▸ **Work instructions**
Copy out the rows below without changing a word, from the line with "Species-survey task: indicate the bare stem" to the line with "Target: spotted leaf", including both of those lines.

######

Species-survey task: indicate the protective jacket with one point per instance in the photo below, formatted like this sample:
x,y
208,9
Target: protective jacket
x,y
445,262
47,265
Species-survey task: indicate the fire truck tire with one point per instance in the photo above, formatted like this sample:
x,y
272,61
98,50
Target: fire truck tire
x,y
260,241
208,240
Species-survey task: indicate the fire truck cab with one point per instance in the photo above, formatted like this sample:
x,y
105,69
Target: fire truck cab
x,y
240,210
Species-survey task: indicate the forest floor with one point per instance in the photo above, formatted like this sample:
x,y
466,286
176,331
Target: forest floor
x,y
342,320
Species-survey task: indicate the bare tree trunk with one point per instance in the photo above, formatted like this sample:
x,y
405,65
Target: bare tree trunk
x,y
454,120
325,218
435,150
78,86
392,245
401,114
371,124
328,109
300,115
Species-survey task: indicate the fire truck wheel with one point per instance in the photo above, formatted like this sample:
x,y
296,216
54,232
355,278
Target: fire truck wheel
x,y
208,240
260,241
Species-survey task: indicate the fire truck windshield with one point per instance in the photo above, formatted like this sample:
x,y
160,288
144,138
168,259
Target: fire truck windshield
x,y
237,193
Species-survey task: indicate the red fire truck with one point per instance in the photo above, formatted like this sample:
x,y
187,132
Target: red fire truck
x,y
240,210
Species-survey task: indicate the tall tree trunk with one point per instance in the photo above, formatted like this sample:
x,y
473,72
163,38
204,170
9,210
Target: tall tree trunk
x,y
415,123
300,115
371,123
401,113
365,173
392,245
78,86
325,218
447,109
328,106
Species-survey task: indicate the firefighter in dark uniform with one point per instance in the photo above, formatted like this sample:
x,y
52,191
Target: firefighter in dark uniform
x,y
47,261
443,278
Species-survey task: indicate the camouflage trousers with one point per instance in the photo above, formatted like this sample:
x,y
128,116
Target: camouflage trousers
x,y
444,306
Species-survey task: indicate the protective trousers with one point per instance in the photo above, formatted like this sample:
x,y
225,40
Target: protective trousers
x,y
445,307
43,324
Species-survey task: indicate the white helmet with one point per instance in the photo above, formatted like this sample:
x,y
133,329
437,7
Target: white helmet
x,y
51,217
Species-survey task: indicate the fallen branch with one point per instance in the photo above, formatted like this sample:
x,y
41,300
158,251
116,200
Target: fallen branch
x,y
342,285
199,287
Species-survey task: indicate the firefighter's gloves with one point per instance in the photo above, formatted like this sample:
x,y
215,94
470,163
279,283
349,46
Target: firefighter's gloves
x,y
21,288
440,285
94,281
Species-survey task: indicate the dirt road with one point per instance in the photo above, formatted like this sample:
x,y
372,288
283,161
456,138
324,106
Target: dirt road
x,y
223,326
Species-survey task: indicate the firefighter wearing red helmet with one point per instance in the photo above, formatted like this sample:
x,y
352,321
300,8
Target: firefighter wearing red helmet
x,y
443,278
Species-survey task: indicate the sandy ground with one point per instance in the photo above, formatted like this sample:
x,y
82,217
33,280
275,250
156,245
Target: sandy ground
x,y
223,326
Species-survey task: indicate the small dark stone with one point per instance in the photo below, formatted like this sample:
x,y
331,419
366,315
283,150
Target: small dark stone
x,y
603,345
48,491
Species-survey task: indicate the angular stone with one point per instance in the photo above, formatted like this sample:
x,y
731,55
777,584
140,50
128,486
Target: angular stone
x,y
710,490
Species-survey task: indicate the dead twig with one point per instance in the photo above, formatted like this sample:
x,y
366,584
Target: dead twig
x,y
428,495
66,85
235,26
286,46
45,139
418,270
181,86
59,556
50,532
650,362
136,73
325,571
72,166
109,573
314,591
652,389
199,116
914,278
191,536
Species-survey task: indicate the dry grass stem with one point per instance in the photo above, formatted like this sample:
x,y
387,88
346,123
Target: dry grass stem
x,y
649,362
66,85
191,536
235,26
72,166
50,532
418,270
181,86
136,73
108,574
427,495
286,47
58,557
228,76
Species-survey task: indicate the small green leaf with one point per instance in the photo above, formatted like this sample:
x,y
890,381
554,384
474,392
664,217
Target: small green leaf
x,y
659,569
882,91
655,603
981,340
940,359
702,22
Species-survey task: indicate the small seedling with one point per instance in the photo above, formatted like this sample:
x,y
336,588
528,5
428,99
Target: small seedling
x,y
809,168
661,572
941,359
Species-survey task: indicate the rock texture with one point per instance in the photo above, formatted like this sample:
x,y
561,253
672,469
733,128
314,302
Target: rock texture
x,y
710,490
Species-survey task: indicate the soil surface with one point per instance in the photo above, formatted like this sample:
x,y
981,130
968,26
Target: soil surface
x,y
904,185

######

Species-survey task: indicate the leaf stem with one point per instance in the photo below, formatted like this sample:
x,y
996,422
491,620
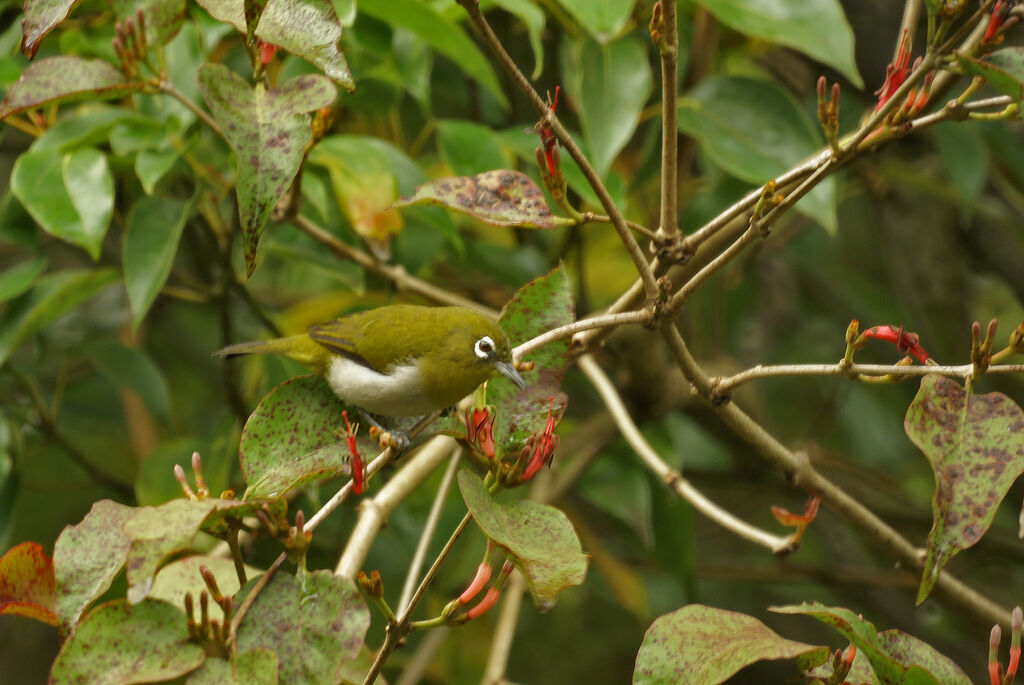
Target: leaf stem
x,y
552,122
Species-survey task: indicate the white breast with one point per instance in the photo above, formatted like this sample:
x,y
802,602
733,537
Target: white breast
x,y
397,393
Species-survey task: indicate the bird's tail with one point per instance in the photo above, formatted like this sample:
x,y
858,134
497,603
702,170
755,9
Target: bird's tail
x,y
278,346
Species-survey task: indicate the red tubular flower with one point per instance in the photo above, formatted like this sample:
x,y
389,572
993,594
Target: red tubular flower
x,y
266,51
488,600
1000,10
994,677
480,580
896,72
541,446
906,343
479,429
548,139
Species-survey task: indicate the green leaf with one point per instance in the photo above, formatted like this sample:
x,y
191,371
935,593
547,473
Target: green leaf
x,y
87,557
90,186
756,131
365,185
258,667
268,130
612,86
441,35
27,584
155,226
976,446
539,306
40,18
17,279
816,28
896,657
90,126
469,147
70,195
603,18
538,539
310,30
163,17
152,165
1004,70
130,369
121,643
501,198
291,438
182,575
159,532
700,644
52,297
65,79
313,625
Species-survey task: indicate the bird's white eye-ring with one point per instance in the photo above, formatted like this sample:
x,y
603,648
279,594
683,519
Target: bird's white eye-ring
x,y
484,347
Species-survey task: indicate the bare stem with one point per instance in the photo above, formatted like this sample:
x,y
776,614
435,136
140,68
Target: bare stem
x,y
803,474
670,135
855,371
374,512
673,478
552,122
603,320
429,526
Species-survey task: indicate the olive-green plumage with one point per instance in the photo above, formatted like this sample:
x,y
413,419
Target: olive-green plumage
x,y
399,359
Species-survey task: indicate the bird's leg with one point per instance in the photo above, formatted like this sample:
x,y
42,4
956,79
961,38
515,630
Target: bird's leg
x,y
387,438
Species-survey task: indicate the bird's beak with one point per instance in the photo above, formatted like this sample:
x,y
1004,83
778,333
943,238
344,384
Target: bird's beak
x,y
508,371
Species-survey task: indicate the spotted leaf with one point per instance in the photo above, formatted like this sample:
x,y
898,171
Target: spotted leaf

######

▸ **Written solution**
Species-survey task: indicate the bare stem with one point per instance in the photo above, formatted like this sample:
x,y
776,614
435,136
140,68
Target: bare stem
x,y
803,474
670,135
855,371
374,512
673,478
552,122
603,320
429,526
Species-survey task: indicate the olive-green plumage with one point per instance in the photo above, formatted like this sample:
x,y
413,419
Target: olive-green plumage
x,y
399,359
Species-survey task: indicate the bird's leg with one point per instance in the photo above, formatted like this sample:
x,y
42,4
956,79
961,38
515,630
Target: bird's leg
x,y
387,438
Species-survey task: indicate the bird's beak with one point per instance in the photo above, formatted like this sample:
x,y
1004,83
778,333
943,238
344,384
Target: bird's beak
x,y
508,371
Species-survey task: indicate the spotted leaf with one point per instance in the photo above, formatted like this sample:
x,y
898,171
Target: spotted leaf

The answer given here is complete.